Exercise task:
Set down word for word the part of the passage on style in writing below that begins at the words containing "Fact: Writers, of" and stops after "the information above?".

Document passage:
+===+
Fact: Writers, of course, cannot use gesture or tone of voice and must rely instead on style;
Fact: ...the reader detects the writer’s intention from the arrangement of words and sentences.

Notes
speech: gest. + tone --> meaning
v. writing: use style
for reader, order word + sentence ---> meaning


This stimulus is a pretty straightforward set of facts...common in Must Be True question types. The idea is that gestures and tone lead to meaning in speech but in writing, style (explained as order of words/sentences) dictate meaning for the reader. We are looking for an answer that follows from the set of facts presented.

Which one of the following statements is most strongly supported by the information above?

(A) The primary function of style in writing is to augment the literal meanings of the words and sentences used.
No information in the stimulus mentions that style "augment[s] the literal meaning". The stimulus only mentions "relying on style" to convey meaning.

(B) The intended meaning of a piece of writing is indicated in part by the writer’s arrangement of words and sentences.
+===+
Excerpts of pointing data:
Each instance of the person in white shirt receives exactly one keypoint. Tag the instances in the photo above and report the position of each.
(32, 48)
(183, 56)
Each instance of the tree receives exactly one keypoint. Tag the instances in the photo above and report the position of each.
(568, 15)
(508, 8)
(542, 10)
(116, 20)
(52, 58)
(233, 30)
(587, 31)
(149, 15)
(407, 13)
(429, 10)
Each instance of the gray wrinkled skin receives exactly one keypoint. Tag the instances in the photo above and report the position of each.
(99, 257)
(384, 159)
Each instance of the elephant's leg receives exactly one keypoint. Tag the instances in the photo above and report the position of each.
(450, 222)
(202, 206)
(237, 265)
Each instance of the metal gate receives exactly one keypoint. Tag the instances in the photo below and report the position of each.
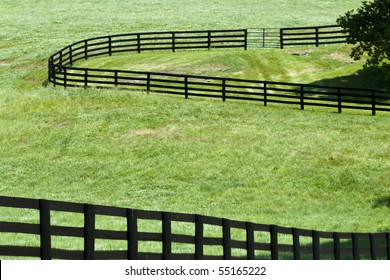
(263, 38)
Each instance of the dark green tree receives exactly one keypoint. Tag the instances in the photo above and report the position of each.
(368, 30)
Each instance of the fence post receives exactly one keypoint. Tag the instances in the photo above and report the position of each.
(373, 103)
(44, 229)
(132, 235)
(65, 77)
(109, 46)
(302, 97)
(173, 42)
(85, 78)
(250, 241)
(148, 83)
(246, 39)
(281, 38)
(227, 244)
(138, 42)
(199, 237)
(274, 242)
(317, 37)
(316, 245)
(167, 236)
(86, 49)
(89, 232)
(336, 246)
(186, 87)
(116, 78)
(373, 247)
(61, 59)
(339, 105)
(70, 55)
(296, 244)
(223, 89)
(355, 246)
(263, 37)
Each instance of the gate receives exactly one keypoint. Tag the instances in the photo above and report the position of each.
(263, 38)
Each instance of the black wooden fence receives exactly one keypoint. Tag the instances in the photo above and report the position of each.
(315, 35)
(161, 235)
(62, 72)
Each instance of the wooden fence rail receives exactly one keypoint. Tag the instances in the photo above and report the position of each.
(172, 235)
(62, 72)
(316, 35)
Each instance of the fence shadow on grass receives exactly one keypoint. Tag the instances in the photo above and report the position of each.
(362, 79)
(382, 202)
(63, 230)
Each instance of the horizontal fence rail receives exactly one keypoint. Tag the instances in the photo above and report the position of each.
(62, 72)
(64, 230)
(318, 35)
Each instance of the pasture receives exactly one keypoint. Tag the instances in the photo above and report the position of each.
+===+
Finished answer:
Fact: Writers, of course, cannot use gesture or tone of voice and must rely instead on style;
Fact: ...the reader detects the writer’s intention from the arrangement of words and sentences.

Notes
speech: gest. + tone --> meaning
v. writing: use style
for reader, order word + sentence ---> meaning


This stimulus is a pretty straightforward set of facts...common in Must Be True question types. The idea is that gestures and tone lead to meaning in speech but in writing, style (explained as order of words/sentences) dictate meaning for the reader. We are looking for an answer that follows from the set of facts presented.

Which one of the following statements is most strongly supported by the information above?